WORK TO BE COMPLETED: The lines that make up this material should each be returned exactly.
* * *
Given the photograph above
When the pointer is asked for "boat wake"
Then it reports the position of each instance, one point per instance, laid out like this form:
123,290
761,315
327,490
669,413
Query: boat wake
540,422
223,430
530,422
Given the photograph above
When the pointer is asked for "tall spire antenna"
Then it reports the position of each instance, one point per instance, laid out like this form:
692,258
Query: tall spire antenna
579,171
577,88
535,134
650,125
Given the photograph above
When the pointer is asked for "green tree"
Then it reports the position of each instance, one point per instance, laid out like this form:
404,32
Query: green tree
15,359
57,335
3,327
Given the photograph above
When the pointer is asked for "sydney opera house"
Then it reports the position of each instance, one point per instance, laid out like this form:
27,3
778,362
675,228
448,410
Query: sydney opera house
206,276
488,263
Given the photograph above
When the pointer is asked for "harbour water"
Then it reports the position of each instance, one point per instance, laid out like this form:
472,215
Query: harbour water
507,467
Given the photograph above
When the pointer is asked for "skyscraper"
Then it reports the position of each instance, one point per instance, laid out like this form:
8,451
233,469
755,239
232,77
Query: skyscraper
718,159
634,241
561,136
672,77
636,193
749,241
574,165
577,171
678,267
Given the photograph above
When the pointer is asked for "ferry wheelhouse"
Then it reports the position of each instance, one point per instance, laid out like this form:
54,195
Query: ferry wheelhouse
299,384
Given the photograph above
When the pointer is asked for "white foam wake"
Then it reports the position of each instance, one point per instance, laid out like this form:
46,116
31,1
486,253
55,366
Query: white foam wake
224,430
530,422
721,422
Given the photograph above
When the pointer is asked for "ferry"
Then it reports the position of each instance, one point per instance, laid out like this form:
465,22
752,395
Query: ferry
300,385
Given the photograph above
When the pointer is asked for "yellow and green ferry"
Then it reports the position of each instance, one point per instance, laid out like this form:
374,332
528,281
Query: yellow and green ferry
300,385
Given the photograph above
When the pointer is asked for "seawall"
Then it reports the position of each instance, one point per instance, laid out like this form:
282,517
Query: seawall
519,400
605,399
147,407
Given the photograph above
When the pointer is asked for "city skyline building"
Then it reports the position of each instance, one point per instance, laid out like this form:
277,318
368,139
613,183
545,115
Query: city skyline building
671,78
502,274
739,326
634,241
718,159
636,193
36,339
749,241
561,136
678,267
* * *
OUTPUT OF THE EXERCISE:
Given the photograph above
When the pointer is asked for "boat wake"
Then it reports the position of each instance, one point per instance, laid out like this form:
123,290
761,315
327,490
669,413
Query: boat wake
540,422
223,430
530,422
Given the photograph above
When the pointer is asked for "tall spire antenna"
Then it reports the position of each instance, one point per instance, laid out like this form:
692,258
Query: tall spire antenna
579,171
577,88
535,134
650,125
Given the photograph above
When the pointer is asked for "green tree"
Then it reports the position of each instance, one point per instance, laid out like this form:
404,32
Query: green tree
15,359
57,335
3,327
Given the photograph above
When the pointer is asked for "sydney opera house"
Then it reports the position of each instance, one point per instance, laid out like this form:
27,3
778,362
675,228
448,410
Query: sydney opera house
206,276
488,263
Given the photograph above
When the pointer is asked for "harbour water"
Then it reports the position of each instance, one point per instance, laid out like this form:
472,215
Query: harbour water
507,467
Given the photograph above
When the pointer is asked for "skyscraper"
Then it reports the position of each instance, one point per instance, laid out like this form:
8,451
233,469
755,239
232,77
Query: skyscraper
718,159
634,241
561,136
672,77
636,193
749,241
574,165
577,171
678,267
Given the photograph above
When the pointer is asked for "ferry wheelhouse"
Then it reports the position of each instance, one point per instance, laid out like this form:
54,195
Query: ferry wheelhouse
299,384
Given the photograph above
When the pointer is asked for "white foam wake"
Then it reports the position of each instance, one point per instance, laid out like this form:
46,116
31,1
486,253
55,366
Query: white foam wake
224,430
530,422
721,422
Given the photograph above
When the pointer is asked for "ferry"
Then it reports the position of each instance, one point per instance, laid out like this form:
465,22
752,395
Query: ferry
300,385
Given the photograph above
When the pointer is asked for "yellow and green ferry"
Then it reports the position of each instance, one point per instance, laid out like this form:
374,332
528,281
Query: yellow and green ferry
300,385
Given the photograph above
When the pointer is asked for "seawall"
Then it reports the position of each instance, one point per instance, laid out like this form:
282,517
Query: seawall
519,400
605,399
147,407
Given the photograph above
When the pointer is asked for "city skyline building"
Then it reports the position of each instance, one point per instance, laid out like this form:
277,318
368,139
613,183
545,115
Query: city skyline building
671,78
502,274
739,326
634,241
718,159
636,193
36,339
749,241
561,136
678,267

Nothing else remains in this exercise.